WHAT YOU NEED TO DO:
Check each line below for the word "hair", and copy those that have it.

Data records
□ □ □ □ □ □ □

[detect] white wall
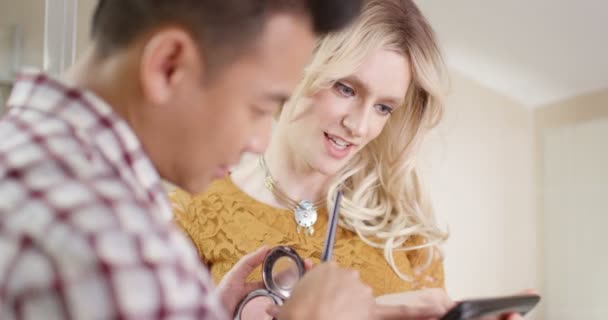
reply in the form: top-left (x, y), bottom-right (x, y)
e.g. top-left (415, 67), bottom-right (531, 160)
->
top-left (420, 72), bottom-right (539, 302)
top-left (536, 89), bottom-right (608, 320)
top-left (0, 0), bottom-right (44, 69)
top-left (0, 0), bottom-right (45, 111)
top-left (76, 0), bottom-right (97, 59)
top-left (542, 119), bottom-right (608, 319)
top-left (0, 0), bottom-right (96, 109)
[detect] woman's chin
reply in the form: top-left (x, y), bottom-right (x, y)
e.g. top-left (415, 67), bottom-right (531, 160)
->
top-left (314, 156), bottom-right (350, 177)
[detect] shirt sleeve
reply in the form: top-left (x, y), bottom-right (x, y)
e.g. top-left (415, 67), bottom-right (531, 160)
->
top-left (2, 203), bottom-right (227, 320)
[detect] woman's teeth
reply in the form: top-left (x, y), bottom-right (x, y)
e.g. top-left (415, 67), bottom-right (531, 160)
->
top-left (326, 133), bottom-right (350, 149)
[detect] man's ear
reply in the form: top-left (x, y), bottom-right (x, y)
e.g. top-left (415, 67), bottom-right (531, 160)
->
top-left (139, 28), bottom-right (202, 105)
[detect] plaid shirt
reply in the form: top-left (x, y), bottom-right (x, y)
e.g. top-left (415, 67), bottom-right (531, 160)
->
top-left (0, 71), bottom-right (226, 320)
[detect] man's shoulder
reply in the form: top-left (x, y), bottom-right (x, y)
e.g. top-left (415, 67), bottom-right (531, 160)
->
top-left (0, 193), bottom-right (222, 320)
top-left (0, 158), bottom-right (203, 292)
top-left (1, 148), bottom-right (133, 212)
top-left (0, 110), bottom-right (135, 209)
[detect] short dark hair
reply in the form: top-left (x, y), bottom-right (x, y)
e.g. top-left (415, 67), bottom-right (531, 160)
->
top-left (91, 0), bottom-right (362, 69)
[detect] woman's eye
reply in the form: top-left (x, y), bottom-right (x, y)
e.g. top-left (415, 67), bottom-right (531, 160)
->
top-left (375, 104), bottom-right (394, 115)
top-left (334, 82), bottom-right (355, 97)
top-left (251, 105), bottom-right (272, 117)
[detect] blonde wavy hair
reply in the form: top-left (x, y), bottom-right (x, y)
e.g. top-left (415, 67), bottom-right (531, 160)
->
top-left (283, 0), bottom-right (449, 281)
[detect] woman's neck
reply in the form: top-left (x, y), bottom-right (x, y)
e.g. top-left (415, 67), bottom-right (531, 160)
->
top-left (232, 129), bottom-right (330, 209)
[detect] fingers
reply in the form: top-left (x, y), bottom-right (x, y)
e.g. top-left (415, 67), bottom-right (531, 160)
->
top-left (281, 261), bottom-right (377, 320)
top-left (265, 304), bottom-right (280, 318)
top-left (496, 289), bottom-right (538, 320)
top-left (304, 259), bottom-right (314, 271)
top-left (243, 279), bottom-right (265, 293)
top-left (240, 246), bottom-right (270, 272)
top-left (223, 246), bottom-right (269, 282)
top-left (424, 288), bottom-right (455, 310)
top-left (375, 303), bottom-right (447, 320)
top-left (500, 313), bottom-right (525, 320)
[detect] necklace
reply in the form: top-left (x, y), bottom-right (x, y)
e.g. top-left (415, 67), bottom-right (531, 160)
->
top-left (259, 156), bottom-right (324, 236)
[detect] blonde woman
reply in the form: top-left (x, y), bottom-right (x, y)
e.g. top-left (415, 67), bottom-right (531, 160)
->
top-left (172, 0), bottom-right (449, 297)
top-left (171, 2), bottom-right (531, 318)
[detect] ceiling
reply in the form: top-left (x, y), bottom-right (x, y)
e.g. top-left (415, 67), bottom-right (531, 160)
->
top-left (415, 0), bottom-right (608, 108)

□ □ □ □ □ □ □

YOUR RESPONSE:
[detect] short dark hair
[detect] blonde wavy hair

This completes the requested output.